■ **AVAILABLE RECORDS**
________________

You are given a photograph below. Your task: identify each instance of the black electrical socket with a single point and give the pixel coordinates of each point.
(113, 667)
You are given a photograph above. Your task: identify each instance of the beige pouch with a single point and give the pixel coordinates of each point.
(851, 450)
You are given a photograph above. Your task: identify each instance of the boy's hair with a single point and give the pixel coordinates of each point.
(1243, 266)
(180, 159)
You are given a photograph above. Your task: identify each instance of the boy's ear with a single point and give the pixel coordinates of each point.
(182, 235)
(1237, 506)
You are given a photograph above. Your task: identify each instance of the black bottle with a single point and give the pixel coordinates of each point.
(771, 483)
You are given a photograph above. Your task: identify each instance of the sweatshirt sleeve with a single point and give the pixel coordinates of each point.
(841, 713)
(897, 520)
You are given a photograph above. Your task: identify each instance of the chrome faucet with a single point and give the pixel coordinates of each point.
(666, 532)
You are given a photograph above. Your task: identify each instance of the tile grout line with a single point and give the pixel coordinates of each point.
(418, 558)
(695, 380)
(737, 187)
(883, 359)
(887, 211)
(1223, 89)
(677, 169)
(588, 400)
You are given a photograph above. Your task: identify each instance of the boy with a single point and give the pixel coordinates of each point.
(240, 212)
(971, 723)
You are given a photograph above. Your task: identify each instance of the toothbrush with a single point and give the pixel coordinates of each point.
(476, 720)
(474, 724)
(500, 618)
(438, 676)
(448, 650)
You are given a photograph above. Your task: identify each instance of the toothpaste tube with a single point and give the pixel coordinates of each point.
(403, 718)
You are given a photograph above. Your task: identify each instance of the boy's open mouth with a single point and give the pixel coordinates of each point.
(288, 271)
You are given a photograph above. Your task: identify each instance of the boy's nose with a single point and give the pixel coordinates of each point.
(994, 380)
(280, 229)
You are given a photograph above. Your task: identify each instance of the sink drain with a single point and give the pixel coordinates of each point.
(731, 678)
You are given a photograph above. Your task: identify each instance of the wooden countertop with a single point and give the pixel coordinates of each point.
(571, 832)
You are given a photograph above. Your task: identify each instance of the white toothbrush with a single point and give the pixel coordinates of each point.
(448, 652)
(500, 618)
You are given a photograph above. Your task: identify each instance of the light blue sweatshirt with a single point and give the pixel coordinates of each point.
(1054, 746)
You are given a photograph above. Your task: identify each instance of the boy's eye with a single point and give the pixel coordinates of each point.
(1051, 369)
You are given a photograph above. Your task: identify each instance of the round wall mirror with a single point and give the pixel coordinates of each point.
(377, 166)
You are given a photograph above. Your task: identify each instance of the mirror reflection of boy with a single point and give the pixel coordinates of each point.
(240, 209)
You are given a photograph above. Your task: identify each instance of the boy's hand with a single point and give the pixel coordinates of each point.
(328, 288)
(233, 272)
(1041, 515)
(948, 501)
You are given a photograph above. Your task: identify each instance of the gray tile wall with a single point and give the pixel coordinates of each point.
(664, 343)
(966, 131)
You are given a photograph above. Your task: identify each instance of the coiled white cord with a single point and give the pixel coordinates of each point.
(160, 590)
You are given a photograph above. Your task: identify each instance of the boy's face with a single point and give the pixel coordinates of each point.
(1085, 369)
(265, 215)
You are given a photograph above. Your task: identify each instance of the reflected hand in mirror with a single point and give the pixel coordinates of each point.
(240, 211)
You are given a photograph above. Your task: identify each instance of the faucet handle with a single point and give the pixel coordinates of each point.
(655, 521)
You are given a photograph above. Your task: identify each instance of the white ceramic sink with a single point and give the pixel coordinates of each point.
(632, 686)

________________

■ **TASK DETAILS**
Give all the entries again exactly; leave none out.

■ **EXPECTED ANSWER**
You are given a photograph below. Your task: identify each instance of the black electrical socket with a single point and give the pixel coordinates of each point.
(113, 667)
You are given a photograph above. Your task: identify each instance of the beige pouch with a single point and give the pixel coordinates of each point.
(851, 450)
You are given a photograph above. Your task: identify each instance of the boy's hair with a single point and give the pixel coordinates of each point.
(1243, 266)
(180, 159)
You are given a photograph above. Your task: identify each instance of the boy's ear with a single point and give the pixel coordinates of each point.
(182, 235)
(1237, 506)
You are given a photograph above. Your task: identify each instance of the black bottle with a single point and give the pixel coordinates of each point.
(771, 483)
You are given a photograph above. Your task: identify each instance of the sweatshirt sleeve with a single point and give the pixel coordinates of each point.
(841, 713)
(897, 520)
You are given a photograph above. Your task: identify each instance of the chrome faucet with a single point and give the pixel coordinates of each point.
(666, 532)
You are given a photograph above. Your task: identify each instance of the tile grout line with a single point and give the pixel coordinates of each point.
(418, 558)
(695, 380)
(737, 187)
(883, 359)
(887, 211)
(1223, 89)
(677, 169)
(588, 400)
You are given a photograph above. Your task: identify each instance of the boy with a single point and give the pixel coordinates of each point.
(240, 212)
(971, 723)
You are given a photograph above. Your task: identify each instance of the toothbrush with a single point and give the pixel coordinates of each point.
(476, 720)
(474, 724)
(500, 618)
(438, 676)
(448, 650)
You are given a photograph above. Your task: identify each instance of the toothpaste tube with a single point and give the pixel coordinates of each point.
(403, 718)
You are given a photograph above. Your task: identify each instance of the boy's open mouth with a single point and give the pixel coordinates of each point.
(288, 271)
You are given a photograph above. Your task: identify each instance of the boy's nose with a single point and give the pixel coordinates of each point.
(994, 380)
(280, 229)
You are given a photograph above. Your task: identify each instance of the sink drain with a single point and give the pixel coordinates of each point.
(731, 678)
You are given a photograph above. Your task: identify each instance of the wooden countertop with a single point and give the pixel coordinates of each point.
(571, 832)
You are given a photograph above. Your task: identify each instance of the white toothbrush with a single point and give the pixel coordinates of each point.
(448, 652)
(500, 618)
You are given a photograph above. Your task: identify each instance of the light blue sweatshirt with a single point and give the pixel coordinates of each point.
(1054, 746)
You are given a photograph above. Your task: identify each instance of the boy's eye with a single point and give the pixel coordinates of each point.
(1051, 369)
You are given a photograph above. Your task: identify each instance of the round wall mirror with a single point and give the pixel coordinates of each point.
(377, 166)
You are given a photograph above. Your task: identify each instance of the mirror reflection of boy with a single point and give the pixel coordinates of each point.
(240, 209)
You are given a photograph above. Your task: identify each instance of the boy's hand with a single point and give the pixel coordinates of each point.
(328, 288)
(233, 272)
(1041, 515)
(948, 501)
You are given a photograph above. Your task: identify each instance of the gray tile wall with a single point and give the pixel coordinates of each point.
(664, 343)
(966, 131)
You are given a photograph above. Your task: identify each instance of the coiled white cord with a single point and give the pixel coordinates of each point.
(160, 590)
You are given a photograph above. Your task: identify each instance of the boy's face with a single point and give the pixel coordinates of each point.
(1085, 369)
(265, 215)
You are given a photograph above. Your task: identify each instance of the reflected hand in mirror with a single point and give the pixel coordinates of each point.
(240, 211)
You are given a photograph above. Your task: identify each instance of the faucet handle with a single point and give the pixel coordinates of each point.
(655, 521)
You are given a photograph above. Your task: identify each instance of the white ceramic sink with a single point and give the pixel coordinates of each point.
(632, 686)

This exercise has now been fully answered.